* [Work to be completed]
Write the next few paragraphs of the Anklebot article below, picking up right after its final sentence.

* [Study text]
──────────────────────────────

MIT 'Anklebot' gauges joint stiffness to improve rehab

The bot is an experimental rehabilitation tool that uses electrodes to calculate the ankle's stiffness in various directions.

A front and side view of a volunteer wearing the Anklebot, which moves the ankle and records its stiffness. Hyunglae Lee/MIT

The ankle is something of an anatomical puzzle.

"Imagine you have a collection of pebbles, and you wrap a whole bunch of elastic bands around them," Neville Hogan, a mechanical engineering professor at MIT, said in a school news report. "That's pretty much a description of what the ankle is. It's nowhere near a simple joint from a kinematics standpoint."

So Hogan teamed up with colleagues at MIT's Newman Laboratory for Biomechanics and Human Rehabilitation to test Anklebot, a robot that uses electrodes to record the torque and angular displacement at the joint and calculate stiffness in various directions.

To do this, the bot is mounted to a knee brace that is in turn connected to a custom shoe, and Anklebot moves the person's foot in a programmed trajectory to test the ankle's normal range of motion.

In testing the bot on 10 healthy volunteers, the team learned that the motion of the ankle when moving side to side is actually independent of the motion when moving up and down. They also found that the ankle is weakest when turning inward, stronger when tilting from side to side, and strongest when simply moving up and down.

──────────────────────────────

* [The data]
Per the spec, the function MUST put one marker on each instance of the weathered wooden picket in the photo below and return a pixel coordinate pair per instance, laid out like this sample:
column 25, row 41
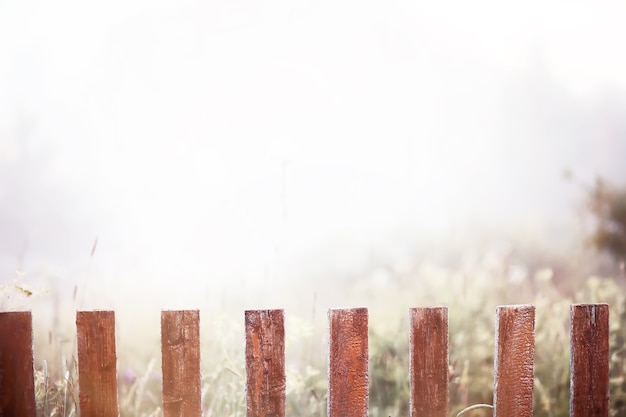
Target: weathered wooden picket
column 348, row 393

──────────────────────────────

* [Task output]
These findings, published in the journal IEEE Transactions on Neural Systems and Rehabilitation Engineering, could help physical therapists who are working with victims of strokes and other motor disorders, or even inform preventive measures for healthy people who want to stay strong.

Hogan has previously worked with colleagues to develop MIT-Manus, a rehabilitative bot for upper-extremity function. Both are designed to strengthen muscles by detecting strength and adjusting the force applied to the joint accordingly. Think of it as a customized weight press that won't do all the work for you, but won't push you beyond your limit.

"Basically you can fall asleep in [some] machines, and in fact some patients do," Hogan added. "What we're trying to do with machines in therapy is equivalent to helping the patients and weaning them off the dependence on the machine. It's a little bit like coaching."

In this small study, Anklebot was connected to a video display, where muscle activity could be seen in the form of a pixelated bar moving up and down. Each muscle's activity was recorded as the volunteers responded to the bot's opposing force, and the results were plotted on a graph. This is how the researchers were able to see that the ankle was stiffest when toe-up or toe-down and least stiff when turning inward, meaning this movement could be most vulnerable to injury.

Not only does understanding ankle mechanics inform therapies for patients with motor disorders, but it could also help train healthy people to exercise their ankles in specific ways that strengthen them and help reduce future injuries. Hogan suggested it could even lead to better footwear -- i.e., "Could we make aesthetically pleasing high heels that are stiffer in the [side to side] direction? What is that effect, and is it worth doing? It's an interesting question."

We'll have to wait for the answer. At this point, the team is focused on using the bot for rehabilitation purposes.